GOAL: Please swap "trace the outline" for "draw the outline" wherever it appears in the records below, keeping everything else the same and omitting the pictures from your output.

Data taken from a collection
• • • • • • •
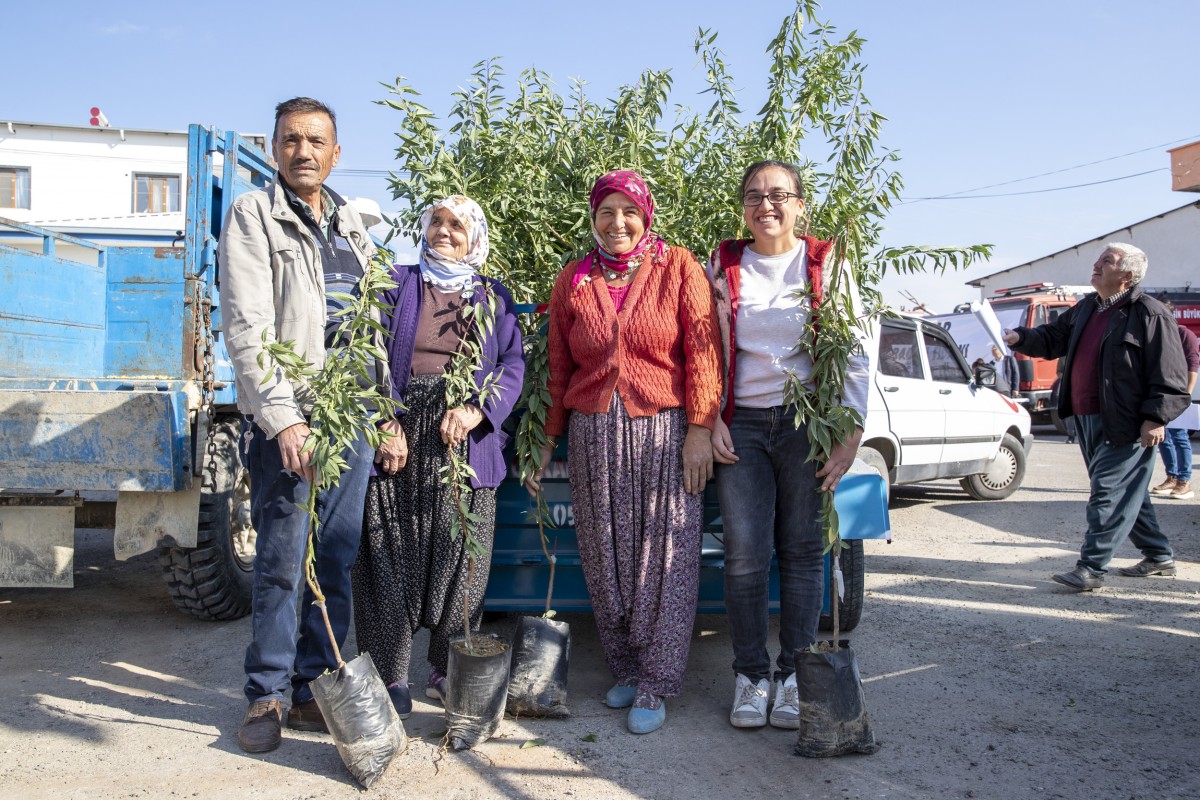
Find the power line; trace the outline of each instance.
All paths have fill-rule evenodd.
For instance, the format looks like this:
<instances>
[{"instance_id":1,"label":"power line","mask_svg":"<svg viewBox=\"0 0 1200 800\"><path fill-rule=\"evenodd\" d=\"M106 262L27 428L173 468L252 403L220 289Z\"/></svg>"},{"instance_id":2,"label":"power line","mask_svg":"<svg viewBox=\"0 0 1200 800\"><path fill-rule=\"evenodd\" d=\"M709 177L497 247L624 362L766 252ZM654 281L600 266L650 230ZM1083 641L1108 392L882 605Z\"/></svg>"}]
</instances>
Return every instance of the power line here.
<instances>
[{"instance_id":1,"label":"power line","mask_svg":"<svg viewBox=\"0 0 1200 800\"><path fill-rule=\"evenodd\" d=\"M905 200L904 203L916 203L918 200L982 200L992 197L1019 197L1021 194L1044 194L1046 192L1064 192L1070 188L1084 188L1085 186L1099 186L1100 184L1115 184L1116 181L1129 180L1130 178L1141 178L1142 175L1151 175L1153 173L1166 172L1166 167L1159 167L1158 169L1147 169L1144 173L1134 173L1133 175L1122 175L1121 178L1108 178L1103 181L1091 181L1088 184L1074 184L1072 186L1055 186L1052 188L1036 188L1028 192L1002 192L998 194L971 194L970 197L954 197L950 194L942 194L941 197L914 197Z\"/></svg>"},{"instance_id":2,"label":"power line","mask_svg":"<svg viewBox=\"0 0 1200 800\"><path fill-rule=\"evenodd\" d=\"M986 186L977 186L974 188L965 188L965 190L960 190L958 192L949 192L947 194L938 194L936 197L908 198L908 199L905 199L904 203L919 203L922 200L946 200L946 199L953 199L953 198L956 198L960 194L968 194L971 192L982 192L983 190L997 188L1000 186L1010 186L1013 184L1022 184L1025 181L1032 181L1032 180L1036 180L1038 178L1046 178L1049 175L1060 175L1062 173L1069 173L1073 169L1082 169L1084 167L1094 167L1096 164L1103 164L1103 163L1106 163L1106 162L1110 162L1110 161L1117 161L1118 158L1128 158L1129 156L1136 156L1136 155L1140 155L1140 154L1144 154L1144 152L1150 152L1151 150L1158 150L1160 148L1166 148L1169 145L1178 144L1181 142L1195 142L1196 139L1200 139L1200 134L1190 136L1190 137L1184 137L1182 139L1175 139L1172 142L1164 142L1162 144L1156 144L1156 145L1151 145L1148 148L1142 148L1141 150L1133 150L1130 152L1123 152L1120 156L1109 156L1108 158L1099 158L1097 161L1088 161L1088 162L1085 162L1082 164L1074 164L1073 167L1063 167L1062 169L1051 169L1048 173L1038 173L1037 175L1028 175L1027 178L1016 178L1016 179L1013 179L1010 181L1001 181L998 184L988 184ZM1130 175L1128 178L1133 178L1133 176ZM1122 179L1114 179L1114 180L1122 180ZM1104 182L1104 181L1100 181L1100 182ZM1088 184L1081 184L1081 186L1088 186ZM1064 187L1064 188L1072 188L1072 187ZM1056 190L1048 190L1048 191L1056 191ZM1004 194L980 194L979 197L1007 197L1007 196L1004 196Z\"/></svg>"}]
</instances>

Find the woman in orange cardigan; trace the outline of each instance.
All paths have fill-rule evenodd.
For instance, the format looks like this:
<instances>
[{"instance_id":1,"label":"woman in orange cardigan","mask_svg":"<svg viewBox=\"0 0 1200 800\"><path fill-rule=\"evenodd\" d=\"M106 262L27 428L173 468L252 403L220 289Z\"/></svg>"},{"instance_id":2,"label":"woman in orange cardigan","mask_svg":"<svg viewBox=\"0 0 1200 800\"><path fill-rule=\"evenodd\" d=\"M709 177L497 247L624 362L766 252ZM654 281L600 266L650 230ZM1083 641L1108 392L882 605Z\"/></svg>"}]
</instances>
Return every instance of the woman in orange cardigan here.
<instances>
[{"instance_id":1,"label":"woman in orange cardigan","mask_svg":"<svg viewBox=\"0 0 1200 800\"><path fill-rule=\"evenodd\" d=\"M602 175L589 203L596 247L550 299L546 433L570 428L580 559L617 679L605 703L630 706L629 729L649 733L683 688L696 615L716 317L703 267L650 229L654 198L637 173Z\"/></svg>"}]
</instances>

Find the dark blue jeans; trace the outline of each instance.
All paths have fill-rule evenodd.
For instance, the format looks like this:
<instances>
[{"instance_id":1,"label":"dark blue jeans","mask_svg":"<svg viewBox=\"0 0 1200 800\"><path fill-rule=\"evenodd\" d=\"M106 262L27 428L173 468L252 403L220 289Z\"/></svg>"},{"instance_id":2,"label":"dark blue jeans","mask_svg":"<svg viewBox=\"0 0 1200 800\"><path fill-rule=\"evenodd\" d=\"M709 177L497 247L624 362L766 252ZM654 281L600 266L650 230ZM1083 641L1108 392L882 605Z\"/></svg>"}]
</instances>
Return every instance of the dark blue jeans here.
<instances>
[{"instance_id":1,"label":"dark blue jeans","mask_svg":"<svg viewBox=\"0 0 1200 800\"><path fill-rule=\"evenodd\" d=\"M806 462L805 426L775 408L736 408L730 437L736 464L716 465L725 521L725 609L733 670L770 676L767 652L770 553L779 561L779 670L796 672L794 651L816 642L824 589L824 545L817 464Z\"/></svg>"},{"instance_id":2,"label":"dark blue jeans","mask_svg":"<svg viewBox=\"0 0 1200 800\"><path fill-rule=\"evenodd\" d=\"M1121 447L1110 444L1099 414L1076 416L1075 428L1092 482L1092 494L1087 499L1087 534L1078 565L1104 575L1112 553L1127 536L1152 561L1171 560L1171 546L1150 504L1153 447L1136 443Z\"/></svg>"},{"instance_id":3,"label":"dark blue jeans","mask_svg":"<svg viewBox=\"0 0 1200 800\"><path fill-rule=\"evenodd\" d=\"M308 482L283 469L280 445L254 425L246 467L250 509L258 534L254 557L253 638L246 648L246 699L283 699L292 674L292 702L312 699L308 681L335 669L334 648L312 590L304 579L308 515ZM374 451L365 440L343 453L349 469L341 482L317 498L317 582L325 595L337 646L350 627L350 565L362 536L362 503ZM301 597L299 624L296 601ZM299 640L296 634L299 632Z\"/></svg>"},{"instance_id":4,"label":"dark blue jeans","mask_svg":"<svg viewBox=\"0 0 1200 800\"><path fill-rule=\"evenodd\" d=\"M1168 477L1180 481L1192 480L1192 440L1183 428L1166 428L1163 444L1158 445L1158 455L1163 457L1163 468Z\"/></svg>"}]
</instances>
• • • • • • •
RESULT FOR THIS EXERCISE:
Find the power line; draw the outline of each instance.
All paths have fill-rule evenodd.
For instance, the format looks like this:
<instances>
[{"instance_id":1,"label":"power line","mask_svg":"<svg viewBox=\"0 0 1200 800\"><path fill-rule=\"evenodd\" d=\"M106 262L27 428L173 468L252 403L220 289Z\"/></svg>"},{"instance_id":2,"label":"power line","mask_svg":"<svg viewBox=\"0 0 1200 800\"><path fill-rule=\"evenodd\" d=\"M709 177L497 247L624 362L766 252ZM654 281L600 266L650 230ZM1083 641L1108 392L882 605Z\"/></svg>"}]
</instances>
Return every instance of the power line here.
<instances>
[{"instance_id":1,"label":"power line","mask_svg":"<svg viewBox=\"0 0 1200 800\"><path fill-rule=\"evenodd\" d=\"M905 200L904 203L916 203L918 200L982 200L992 197L1019 197L1021 194L1044 194L1046 192L1064 192L1070 188L1084 188L1085 186L1099 186L1100 184L1115 184L1116 181L1129 180L1130 178L1141 178L1142 175L1151 175L1153 173L1166 172L1166 167L1159 167L1158 169L1147 169L1144 173L1134 173L1133 175L1122 175L1121 178L1108 178L1103 181L1091 181L1088 184L1074 184L1072 186L1055 186L1052 188L1036 188L1028 192L1002 192L998 194L971 194L970 197L954 197L950 194L942 194L941 197L914 197Z\"/></svg>"},{"instance_id":2,"label":"power line","mask_svg":"<svg viewBox=\"0 0 1200 800\"><path fill-rule=\"evenodd\" d=\"M986 186L977 186L974 188L965 188L965 190L960 190L958 192L949 192L947 194L938 194L936 197L908 198L908 199L905 199L904 203L919 203L922 200L946 200L946 199L953 199L953 198L956 198L960 194L968 194L971 192L982 192L983 190L997 188L1000 186L1010 186L1013 184L1022 184L1025 181L1032 181L1032 180L1036 180L1038 178L1046 178L1049 175L1060 175L1062 173L1069 173L1073 169L1082 169L1084 167L1094 167L1096 164L1103 164L1103 163L1106 163L1106 162L1110 162L1110 161L1117 161L1118 158L1128 158L1129 156L1136 156L1136 155L1140 155L1140 154L1144 154L1144 152L1150 152L1151 150L1158 150L1160 148L1166 148L1169 145L1178 144L1181 142L1195 142L1196 139L1200 139L1200 134L1190 136L1190 137L1184 137L1182 139L1175 139L1172 142L1164 142L1162 144L1156 144L1156 145L1151 145L1148 148L1142 148L1141 150L1133 150L1130 152L1123 152L1120 156L1109 156L1108 158L1099 158L1097 161L1088 161L1088 162L1085 162L1082 164L1074 164L1073 167L1063 167L1062 169L1051 169L1048 173L1038 173L1037 175L1028 175L1027 178L1016 178L1016 179L1013 179L1010 181L1001 181L998 184L988 184ZM1130 175L1128 178L1133 178L1133 176ZM1122 179L1114 179L1114 180L1122 180ZM1104 182L1104 181L1100 181L1100 182ZM1088 184L1081 184L1081 186L1088 186ZM1064 187L1064 188L1072 188L1072 187ZM1056 190L1048 190L1048 191L1056 191ZM1004 194L980 194L979 197L1007 197L1007 196L1004 196Z\"/></svg>"}]
</instances>

Find the woman in orange cardigan; draw the outline of each instance.
All paths have fill-rule evenodd.
For instance, the format looks like this:
<instances>
[{"instance_id":1,"label":"woman in orange cardigan","mask_svg":"<svg viewBox=\"0 0 1200 800\"><path fill-rule=\"evenodd\" d=\"M106 262L27 428L173 468L252 403L220 289Z\"/></svg>"},{"instance_id":2,"label":"woman in orange cardigan","mask_svg":"<svg viewBox=\"0 0 1200 800\"><path fill-rule=\"evenodd\" d=\"M709 177L497 247L624 362L766 252ZM654 281L600 266L650 230ZM1083 641L1108 392L882 605Z\"/></svg>"}]
</instances>
Return every instance of the woman in orange cardigan here.
<instances>
[{"instance_id":1,"label":"woman in orange cardigan","mask_svg":"<svg viewBox=\"0 0 1200 800\"><path fill-rule=\"evenodd\" d=\"M602 175L589 203L596 247L550 299L546 433L570 428L580 559L617 679L605 703L630 706L629 729L649 733L683 688L696 615L716 317L703 267L650 229L654 198L637 173Z\"/></svg>"}]
</instances>

Find the dark blue jeans; draw the outline of each instance.
All paths have fill-rule evenodd.
For instance, the format looks like this:
<instances>
[{"instance_id":1,"label":"dark blue jeans","mask_svg":"<svg viewBox=\"0 0 1200 800\"><path fill-rule=\"evenodd\" d=\"M106 262L27 428L173 468L252 403L220 289Z\"/></svg>"},{"instance_id":2,"label":"dark blue jeans","mask_svg":"<svg viewBox=\"0 0 1200 800\"><path fill-rule=\"evenodd\" d=\"M709 177L497 247L624 362L766 252ZM654 281L600 266L650 230ZM1083 641L1108 392L882 605Z\"/></svg>"}]
</instances>
Return every instance of the dark blue jeans here.
<instances>
[{"instance_id":1,"label":"dark blue jeans","mask_svg":"<svg viewBox=\"0 0 1200 800\"><path fill-rule=\"evenodd\" d=\"M806 462L805 426L775 408L736 408L730 437L736 464L716 465L725 521L725 609L733 670L770 676L767 652L770 553L779 561L779 670L796 672L794 651L816 642L824 589L824 545L817 464Z\"/></svg>"},{"instance_id":2,"label":"dark blue jeans","mask_svg":"<svg viewBox=\"0 0 1200 800\"><path fill-rule=\"evenodd\" d=\"M1121 447L1110 444L1099 414L1076 416L1075 428L1092 482L1092 494L1087 499L1087 534L1078 565L1104 575L1112 553L1127 536L1152 561L1171 560L1171 546L1150 504L1153 447L1136 443Z\"/></svg>"},{"instance_id":3,"label":"dark blue jeans","mask_svg":"<svg viewBox=\"0 0 1200 800\"><path fill-rule=\"evenodd\" d=\"M308 482L283 469L280 445L254 425L246 467L250 509L258 534L254 557L253 638L246 648L246 699L283 699L292 674L292 702L312 699L308 681L335 669L334 648L312 590L304 579L308 515ZM374 451L365 440L343 453L349 469L341 482L317 498L317 582L325 595L337 646L350 627L350 565L362 536L362 503ZM301 597L299 624L296 601ZM299 640L296 634L299 632Z\"/></svg>"},{"instance_id":4,"label":"dark blue jeans","mask_svg":"<svg viewBox=\"0 0 1200 800\"><path fill-rule=\"evenodd\" d=\"M1168 477L1180 481L1192 480L1192 440L1183 428L1166 428L1163 444L1158 445L1158 455L1163 457L1163 468Z\"/></svg>"}]
</instances>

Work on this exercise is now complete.